### Things to do
- A) Check each statement against the thread about the course-selection program and mark it yes or no, quoting the words of the thread that decide it. (i) The af1110 course can hold more students than each of the other two courses. (ii) The program asks for a course ten times. (iii) When a course has no places left, the program should end.
- B) Extend the thread about the course-selection program, beginning after the last line shown.
[Start of Page]
Author Message

Hi, my problem is the construction of the following program.

There are 3 courses.(af1110, sp2200, en1010). Max # of students
that can take af1110  is 3 and 2 for the other courses.
The program asks for selecting a course(this is done 5 times)

for k=1 to 5
input"Give Course:";course\$
next k

When af1110 is selected then instead of 3 places that af1110 can hold,
now
should hold one less. So every time a course is selected, its available
places should
be reduced by 1. When there are no places in a course then the program
should
tell: Select another course.

THANKS !!!

Sun, 19 Nov 2000 03:00:00 GMT

Quote:

> Hi, my problem is the construction of the following program.

> There are 3 courses.(af1110, sp2200, en1010). Max # of students
> that can take af1110  is 3 and 2 for the other courses.
> The program asks for selecting a course(this is done 5 times)

> for k=1 to 5
> input"Give Course:";course\$
> next k

> When af1110 is selected then instead of 3 places that af1110 can hold,
> now
> should hold one less. So every time a course is selected, its available
> places should
> be reduced by 1. When there are no places in a course then the program
> should
> tell: Select another course.

> THANKS !!!

The reason you are given homework is so you will learn how to do it!

LB

Sun, 19 Nov 2000 03:00:00 GMT

Quote:
>Hi, my problem is the construction of the following program.

>There are 3 courses.(af1110, sp2200, en1010). Max # of students
>that can take af1110  is 3 and 2 for the other courses.
>The program asks for selecting a course(this is done 5 times)

>for k=1 to 5
>input"Give Course:";course\$
>next k

>When af1110 is selected then instead of 3 places that af1110 can hold,
>now
>should hold one less. So every time a course is selected, its available
>places should
>be reduced by 1. When there are no places in a course then the program
>should
>tell: Select another course.
[End of Page]
[Start of Entries provided]
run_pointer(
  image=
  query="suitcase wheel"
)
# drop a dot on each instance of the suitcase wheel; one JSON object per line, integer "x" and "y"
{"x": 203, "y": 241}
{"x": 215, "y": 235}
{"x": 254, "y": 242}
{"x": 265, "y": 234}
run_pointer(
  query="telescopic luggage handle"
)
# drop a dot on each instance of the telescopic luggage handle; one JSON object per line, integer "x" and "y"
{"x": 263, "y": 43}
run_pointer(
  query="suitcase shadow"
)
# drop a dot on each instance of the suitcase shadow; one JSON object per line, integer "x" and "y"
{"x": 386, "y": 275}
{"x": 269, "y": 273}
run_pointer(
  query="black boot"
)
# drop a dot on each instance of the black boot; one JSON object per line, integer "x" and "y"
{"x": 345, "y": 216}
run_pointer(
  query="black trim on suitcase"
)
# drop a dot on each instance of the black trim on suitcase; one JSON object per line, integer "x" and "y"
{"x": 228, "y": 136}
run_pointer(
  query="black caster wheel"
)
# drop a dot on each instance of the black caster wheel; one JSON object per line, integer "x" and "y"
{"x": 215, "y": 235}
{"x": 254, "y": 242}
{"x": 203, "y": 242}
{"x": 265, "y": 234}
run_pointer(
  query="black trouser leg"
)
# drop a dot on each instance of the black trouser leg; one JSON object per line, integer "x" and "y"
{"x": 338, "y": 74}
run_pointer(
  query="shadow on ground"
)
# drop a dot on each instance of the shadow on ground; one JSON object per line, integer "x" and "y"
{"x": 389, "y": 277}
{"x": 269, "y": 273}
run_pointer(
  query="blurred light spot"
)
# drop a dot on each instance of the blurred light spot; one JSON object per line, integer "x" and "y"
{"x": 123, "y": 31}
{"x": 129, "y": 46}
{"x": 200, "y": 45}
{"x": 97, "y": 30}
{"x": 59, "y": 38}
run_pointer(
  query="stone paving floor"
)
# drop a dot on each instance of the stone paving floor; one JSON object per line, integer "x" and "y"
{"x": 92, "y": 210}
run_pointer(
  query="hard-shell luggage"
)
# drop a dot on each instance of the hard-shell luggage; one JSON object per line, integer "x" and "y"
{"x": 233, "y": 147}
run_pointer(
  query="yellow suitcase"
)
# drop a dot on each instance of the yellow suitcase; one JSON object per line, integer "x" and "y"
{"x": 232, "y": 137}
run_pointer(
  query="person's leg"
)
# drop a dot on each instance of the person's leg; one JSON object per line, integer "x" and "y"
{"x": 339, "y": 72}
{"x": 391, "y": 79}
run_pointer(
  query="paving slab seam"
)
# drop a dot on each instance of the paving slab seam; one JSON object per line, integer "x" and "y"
[End of Entries provided]
### Per-task outputs
- A)
(i) Yes: "is 3 and 2 for the other courses."
(ii) No: "this is done 5 times"
(iii) No: "tell: Select another course."

- B)
>THANKS !!!

I'm not sure exactly what you need to do here however I'll give it my
best interpretation.

dim k(5) 'Not sure if it's really needed but good prog practice
for k=1 to 5
cls
?"(1)  AF1110";
if af1110=3 then
?" (CLOSED)"
else ?
end if
?"(2) SP2200";
if sp2200=2 then
?" (CLOSED)"
else ?
end if
?"(2) EN1010";
if en1010=2 then
?" (CLOSED)"
else ?
end if
do
spank=inkey\$()
loop until spank>0 and spank<4
if spank=1 then af1110=af1110+1
if spank=2 then sp2200=sp2200+1
if spank=3 then en1010=en1010+1
next k

It's crude but should do the job.

|_|_|_|/|
|_|_|_|/|
|_|_|_|/

Mon, 20 Nov 2000 03:00:00 GMT

Try to use collections!

if an index is removed the maximum will decrease and you can test this
behaviour.
Dim c as collections

Quote:
>Hi, my problem is the construction of the following program.

>There are 3 courses.(af1110, sp2200, en1010). Max # of students
>that can take af1110  is 3 and 2 for the other courses.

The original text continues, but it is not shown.